── SEÇÃO DE TEXTO ──

Em colaboração com um amigo do Facebook que me marcou em uma de suas postagens, venho hoje ao blog para denunciar mais uma das já não surpreendentes agressões laicistas de setores ateus e neoateus, protegidos por organizações anticatólicas, contra símbolos da Igreja e a pessoa de Nosso Senhor Jesus Cristo. Trata-se de integrantes mentalmente desnutridos, sem vergonha na cara, de uma página de ateus, a ATEA.

───
── REGISTROS DO CONJUNTO ──

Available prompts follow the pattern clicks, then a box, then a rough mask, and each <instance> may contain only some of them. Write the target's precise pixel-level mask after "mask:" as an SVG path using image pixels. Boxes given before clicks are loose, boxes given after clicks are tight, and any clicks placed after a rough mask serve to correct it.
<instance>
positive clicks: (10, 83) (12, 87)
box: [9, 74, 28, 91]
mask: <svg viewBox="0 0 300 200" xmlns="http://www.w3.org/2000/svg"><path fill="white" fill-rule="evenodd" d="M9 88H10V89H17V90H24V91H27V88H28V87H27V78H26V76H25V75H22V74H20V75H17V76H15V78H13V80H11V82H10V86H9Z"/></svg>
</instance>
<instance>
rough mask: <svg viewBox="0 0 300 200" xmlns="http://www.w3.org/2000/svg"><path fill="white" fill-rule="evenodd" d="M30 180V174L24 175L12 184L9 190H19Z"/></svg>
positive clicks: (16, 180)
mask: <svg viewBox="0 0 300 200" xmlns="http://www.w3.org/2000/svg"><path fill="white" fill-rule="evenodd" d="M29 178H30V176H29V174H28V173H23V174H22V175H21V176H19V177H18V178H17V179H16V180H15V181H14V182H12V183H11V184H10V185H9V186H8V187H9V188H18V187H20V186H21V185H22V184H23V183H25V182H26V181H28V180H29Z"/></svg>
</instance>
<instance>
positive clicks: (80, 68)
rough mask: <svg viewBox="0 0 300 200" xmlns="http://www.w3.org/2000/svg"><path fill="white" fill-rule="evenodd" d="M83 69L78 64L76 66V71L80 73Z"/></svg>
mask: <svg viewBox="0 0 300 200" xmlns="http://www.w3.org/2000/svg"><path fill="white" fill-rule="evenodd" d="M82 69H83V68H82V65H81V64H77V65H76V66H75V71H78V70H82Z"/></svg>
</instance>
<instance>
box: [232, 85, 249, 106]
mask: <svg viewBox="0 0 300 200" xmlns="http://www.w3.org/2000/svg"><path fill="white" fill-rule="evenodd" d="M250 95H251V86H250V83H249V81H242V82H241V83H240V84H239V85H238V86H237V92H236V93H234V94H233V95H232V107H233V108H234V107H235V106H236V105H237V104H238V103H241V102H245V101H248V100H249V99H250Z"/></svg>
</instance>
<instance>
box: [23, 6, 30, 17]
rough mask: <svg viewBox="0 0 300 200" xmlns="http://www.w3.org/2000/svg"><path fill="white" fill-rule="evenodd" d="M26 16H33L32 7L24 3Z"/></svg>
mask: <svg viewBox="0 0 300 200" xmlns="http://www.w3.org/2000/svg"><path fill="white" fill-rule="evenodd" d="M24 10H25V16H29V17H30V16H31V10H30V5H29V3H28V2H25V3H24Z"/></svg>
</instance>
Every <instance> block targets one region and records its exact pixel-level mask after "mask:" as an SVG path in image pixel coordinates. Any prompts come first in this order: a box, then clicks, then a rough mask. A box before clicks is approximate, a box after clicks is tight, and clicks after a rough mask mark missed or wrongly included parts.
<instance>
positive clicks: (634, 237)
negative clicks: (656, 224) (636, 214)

───

**TAREFAS A REALIZAR:**
• A. Reproduza, sem nenhuma alteração, a seção de texto de "Em colaboração com" até "ateus, a ATEA.".
• B. Retome a seção de texto sobre a página ATEA e prossiga a partir do ponto em que ela termina.

**RESPOSTAS POR ITEM:**
• A.
Em colaboração com um amigo do Facebook que me marcou em uma de suas postagens, venho hoje ao blog para denunciar mais uma das já não surpreendentes agressões laicistas de setores ateus e neoateus, protegidos por organizações anticatólicas, contra símbolos da Igreja e a pessoa de Nosso Senhor Jesus Cristo. Trata-se de integrantes mentalmente desnutridos, sem vergonha na cara, de uma página de ateus, a ATEA.

• B.
Militam em nome de um laicismo estatal, mas esquecem que o Laicismo não equivale ao Ateísmo, mas à neutralidade do Estado em relação às opções de crença ou não-crença dos cidadãos. Mais: ainda que o Ateísmo não possa ser enquadrado como um credo, nem mesmo antirreligioso, ele nasceu (com o Positivismo iluminista, de inspiração maçônica) de uma relação de oposição às crenças teístas. Portanto, antes de mais nada, ateus e agnósticos precisam ser honestos consigo mesmos e admitirem que o Ateísmo tem sim relação com as religiões. Como veremos abaixo, eles mantém um posicionamento agressivo em relação a elas e incitador de ódio anticristão, já conhecido como Cristofobia.